**Document extract:**
ALBUQUERQUE, N.M. -- Technology developed at the Department of Energy's Sandia National Laboratories to remove toxins from groundwater contaminated by nuclear waste may offer clues about how to resolve a catastrophic environmental crisis in Bangladesh where arsenic-polluted wells are slowly poisoning and killing hundreds of thousands of people.
This spring Sandia geochemist Pat Brady will travel to Vienna to meet with scientists from the International Atomic Energy Agency (IAEA) and help them understand the origins of the arsenic in the Bangladeshi wells. The IAEA is one of several world organizations striving to put an end to the poisoning.
Brady was invited to join in the IAEA scientists' efforts because of his work in natural attenuation, a naturally occurring process that adsorbs soluble heavy metals onto a mineral surface, thus eliminating it from water or soil. Scientists speculate that the mirror image of the process is providing arsenic to the wells in Bangladesh, and that mineral uptake might conceivably be used to remove arsenic from drinking water -- if the right mineral can be found.
The water contamination, which The New York Times has described as "the biggest mass poisoning in history," began innocently in the late 1970s when the United Nations International Children's Emergency Fund (UNICEF) dug about one million wells to provide clean water in rural areas of Bangladesh. Most of the surface water was polluted, and the new wells were seen as the solution to the water dilemma. Villagers dug an additional three million wells at their own expense, mostly used for crop irrigation. No one knew the new wells were polluted because they were not tested for arsenic contamination.

**Given data:**

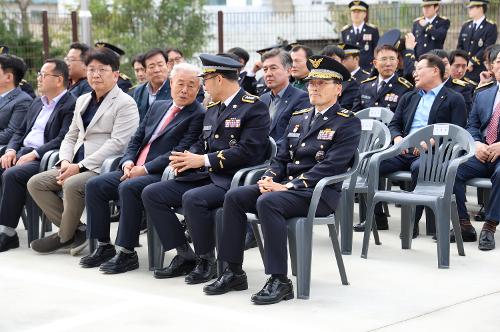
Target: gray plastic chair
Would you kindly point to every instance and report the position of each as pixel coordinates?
(434, 189)
(375, 137)
(156, 253)
(381, 114)
(300, 231)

**Problem:** Please rewrite the passage of the article on arsenic in Bangladesh's wells starting with "The water contamination, which" and going on through "for arsenic contamination.", swapping "Villagers" for "Farmers".

**Solution to this problem:**
The water contamination, which The New York Times has described as "the biggest mass poisoning in history," began innocently in the late 1970s when the United Nations International Children's Emergency Fund (UNICEF) dug about one million wells to provide clean water in rural areas of Bangladesh. Most of the surface water was polluted, and the new wells were seen as the solution to the water dilemma. Farmers dug an additional three million wells at their own expense, mostly used for crop irrigation. No one knew the new wells were polluted because they were not tested for arsenic contamination.